GOAL OF THE EXERCISE.
Copy out the lines from the first one through the line with "x=1152 y=481", both included and requests kept, multiplying every answer coordinate by 0.65 and rounding to whole numbers with halves going up, while the sample coordinates inside the requests stay unchanged. Leave the pictures out.

# start of ENTRIES SUPPLIED

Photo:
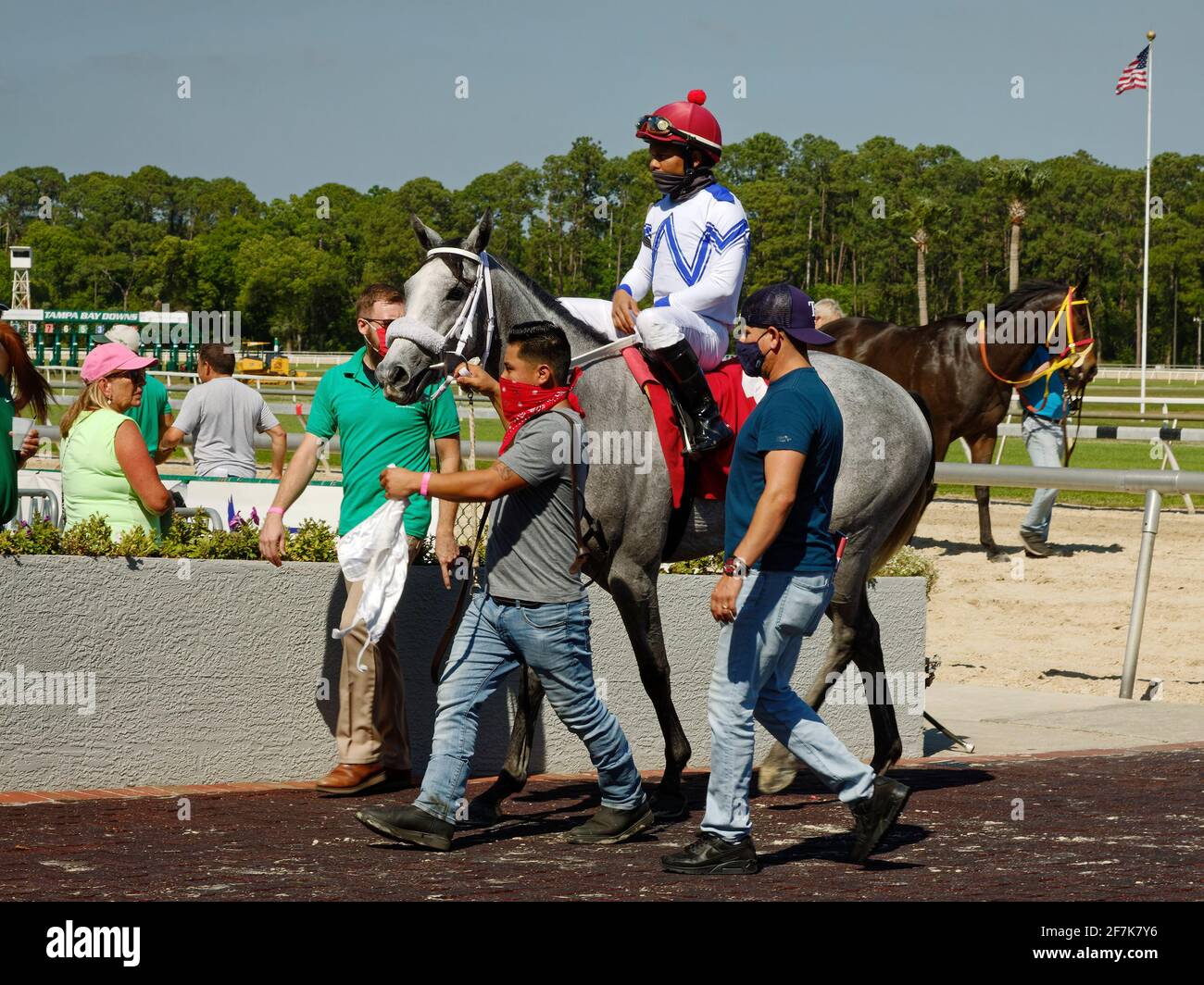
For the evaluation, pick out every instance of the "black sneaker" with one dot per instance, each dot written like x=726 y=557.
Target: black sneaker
x=410 y=825
x=710 y=855
x=609 y=826
x=875 y=814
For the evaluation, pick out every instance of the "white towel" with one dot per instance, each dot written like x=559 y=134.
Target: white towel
x=376 y=553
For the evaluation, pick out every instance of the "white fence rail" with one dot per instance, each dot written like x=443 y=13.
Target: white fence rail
x=1152 y=481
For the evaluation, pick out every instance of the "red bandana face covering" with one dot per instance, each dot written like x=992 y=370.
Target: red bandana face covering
x=522 y=401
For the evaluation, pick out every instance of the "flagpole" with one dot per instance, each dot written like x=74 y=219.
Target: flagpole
x=1145 y=255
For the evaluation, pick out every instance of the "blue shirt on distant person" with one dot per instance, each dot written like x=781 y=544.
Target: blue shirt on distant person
x=1051 y=405
x=798 y=415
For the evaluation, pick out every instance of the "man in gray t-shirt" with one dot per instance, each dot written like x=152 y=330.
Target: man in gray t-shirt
x=533 y=543
x=224 y=416
x=531 y=608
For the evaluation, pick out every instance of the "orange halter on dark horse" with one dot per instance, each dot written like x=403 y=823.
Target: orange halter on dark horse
x=1068 y=356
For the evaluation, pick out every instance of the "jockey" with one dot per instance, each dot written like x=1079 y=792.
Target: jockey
x=694 y=252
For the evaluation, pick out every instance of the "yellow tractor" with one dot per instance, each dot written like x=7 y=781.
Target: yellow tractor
x=256 y=360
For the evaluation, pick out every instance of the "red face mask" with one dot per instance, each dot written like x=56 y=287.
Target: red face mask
x=522 y=401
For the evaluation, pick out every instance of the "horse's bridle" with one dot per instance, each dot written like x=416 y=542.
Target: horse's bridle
x=1070 y=356
x=464 y=320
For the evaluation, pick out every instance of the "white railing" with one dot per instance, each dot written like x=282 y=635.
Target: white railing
x=1148 y=480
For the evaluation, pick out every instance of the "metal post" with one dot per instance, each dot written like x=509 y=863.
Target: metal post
x=1136 y=615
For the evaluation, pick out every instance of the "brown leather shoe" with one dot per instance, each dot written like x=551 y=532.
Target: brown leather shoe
x=349 y=778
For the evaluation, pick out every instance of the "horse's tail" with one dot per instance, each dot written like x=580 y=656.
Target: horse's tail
x=31 y=389
x=910 y=517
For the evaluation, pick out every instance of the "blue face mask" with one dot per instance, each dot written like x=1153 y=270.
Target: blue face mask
x=750 y=356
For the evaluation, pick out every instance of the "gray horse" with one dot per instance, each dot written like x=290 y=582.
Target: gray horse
x=882 y=491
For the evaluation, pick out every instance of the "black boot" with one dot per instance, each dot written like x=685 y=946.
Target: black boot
x=874 y=816
x=703 y=427
x=410 y=825
x=609 y=826
x=710 y=855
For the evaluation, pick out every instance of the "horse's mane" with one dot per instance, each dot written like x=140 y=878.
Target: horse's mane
x=1027 y=293
x=550 y=301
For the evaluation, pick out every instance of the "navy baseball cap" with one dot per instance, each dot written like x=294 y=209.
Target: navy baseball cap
x=786 y=308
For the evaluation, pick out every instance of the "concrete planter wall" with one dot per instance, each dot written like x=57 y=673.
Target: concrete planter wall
x=206 y=672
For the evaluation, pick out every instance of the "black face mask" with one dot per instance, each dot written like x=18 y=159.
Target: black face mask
x=667 y=184
x=682 y=187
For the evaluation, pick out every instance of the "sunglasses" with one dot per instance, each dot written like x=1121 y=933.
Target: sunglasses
x=657 y=127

# end of ENTRIES SUPPLIED

CORRECT OUTPUT.
Photo:
For the evaluation, pick out every instance of the "black sneaker" with one dot per instance, each dot written like x=726 y=557.
Target: black sneaker
x=267 y=536
x=462 y=556
x=396 y=537
x=569 y=529
For the evaluation, pick out every instance of the "white towel" with one dot per instance, each dot written like x=559 y=134.
Target: white towel
x=244 y=359
For the evaluation, pick out every instance of the "white fence rail" with one dot per instance, each dot written like x=443 y=13.
Target: white fence rail
x=749 y=313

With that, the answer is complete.